:: MATERIAL SHOWN ::
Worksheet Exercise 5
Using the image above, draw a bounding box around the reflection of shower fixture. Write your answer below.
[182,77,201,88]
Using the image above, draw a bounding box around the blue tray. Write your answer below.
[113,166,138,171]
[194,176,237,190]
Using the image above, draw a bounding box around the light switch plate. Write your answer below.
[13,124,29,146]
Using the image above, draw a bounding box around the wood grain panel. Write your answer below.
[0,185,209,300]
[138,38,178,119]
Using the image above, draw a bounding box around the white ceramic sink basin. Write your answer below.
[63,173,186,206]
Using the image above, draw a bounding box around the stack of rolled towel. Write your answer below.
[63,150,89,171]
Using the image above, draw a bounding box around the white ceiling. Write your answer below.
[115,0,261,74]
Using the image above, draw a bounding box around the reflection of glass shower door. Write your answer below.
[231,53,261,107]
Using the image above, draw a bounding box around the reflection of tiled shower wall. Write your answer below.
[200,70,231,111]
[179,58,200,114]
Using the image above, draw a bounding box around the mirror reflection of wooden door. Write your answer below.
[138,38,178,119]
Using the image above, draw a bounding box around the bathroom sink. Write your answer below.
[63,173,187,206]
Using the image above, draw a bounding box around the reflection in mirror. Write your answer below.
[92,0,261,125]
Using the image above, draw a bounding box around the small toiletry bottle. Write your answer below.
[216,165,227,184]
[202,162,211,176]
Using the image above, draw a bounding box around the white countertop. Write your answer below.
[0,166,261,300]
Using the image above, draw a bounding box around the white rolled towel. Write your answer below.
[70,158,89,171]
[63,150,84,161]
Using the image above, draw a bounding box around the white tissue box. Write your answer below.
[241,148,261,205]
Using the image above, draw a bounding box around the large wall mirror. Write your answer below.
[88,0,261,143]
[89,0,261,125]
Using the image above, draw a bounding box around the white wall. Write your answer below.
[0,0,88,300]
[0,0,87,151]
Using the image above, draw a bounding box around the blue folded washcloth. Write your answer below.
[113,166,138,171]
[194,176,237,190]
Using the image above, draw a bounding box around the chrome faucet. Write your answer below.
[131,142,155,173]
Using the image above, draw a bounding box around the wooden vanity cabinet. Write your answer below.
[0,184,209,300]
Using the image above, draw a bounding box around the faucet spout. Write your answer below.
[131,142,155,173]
:::
▸ **WHAT NEEDS TO BE DONE**
Rewrite every line of the listing above, swapping each "bounding box" for "rectangle" and keeping all other text the same.

▸ **ANSWER BELOW**
Worksheet Exercise 5
Using the image above, draw a rectangle around the reflection of shower fixture. Write your answer below.
[182,77,201,88]
Using the image above, draw a rectangle around the blue tray. Write your answer below.
[113,166,138,171]
[194,176,237,190]
Using the image above, draw a rectangle around the light switch plate. Write your answer below.
[13,124,29,146]
Using the image above, draw a rectangle around the wood grain panel. Write your answer below.
[0,185,209,300]
[138,38,178,119]
Using the image above, draw a rectangle around the white ceramic sink basin. Write your answer below.
[63,173,186,206]
Using the image above, draw a rectangle around the stack of rolled towel. Write your answer below.
[63,150,89,171]
Using the image above, draw a rectangle around the white ceiling. Write your answer below.
[115,0,261,74]
Using the image above, draw a rectangle around the reflection of glass shower door. Write your answer below.
[231,53,261,107]
Using the image above, draw a rectangle around the reflection of tiled shower wall. Write your answer below.
[200,70,231,111]
[179,58,200,114]
Using the image above, draw a rectangle around the mirror reflection of wooden door. Write your answer below.
[138,38,178,119]
Using the image above, draw a rectangle around the bathroom sink. Write your answer below.
[63,173,187,206]
Using the image above, draw a rectangle around the reflection in mirror. Write your answer below.
[92,0,261,125]
Using the image above, draw a rectangle around the small toiletry bottle. Write your answer below.
[216,165,227,184]
[202,162,211,176]
Using the image above, draw a rectangle around the white countertop. Write your answer below.
[0,166,261,300]
Using the image above, draw a rectangle around the white rolled towel. Write your answer below.
[70,158,89,171]
[63,150,84,161]
Using the image above, draw a rectangle around the white tissue box. Write your answer below.
[241,148,261,205]
Using the image above, draw a rectangle around the large wall mirror. Write your answer below.
[88,0,261,143]
[89,0,261,125]
Using the image above, draw a rectangle around the white wall. Write your answer below.
[0,0,88,300]
[0,0,87,151]
Using the image above, draw a rectangle around the blue folded washcloth. Write your answer below.
[113,166,138,171]
[194,176,237,190]
Using the image above, draw a rectangle around the chrome faucet. Write your answer below.
[131,142,155,173]
Using the image above, draw a rectangle around the wooden vanity cabinet. Write your answer below.
[0,184,209,300]
Using the image above, draw a rectangle around the faucet spout. Write your answer below.
[131,142,155,173]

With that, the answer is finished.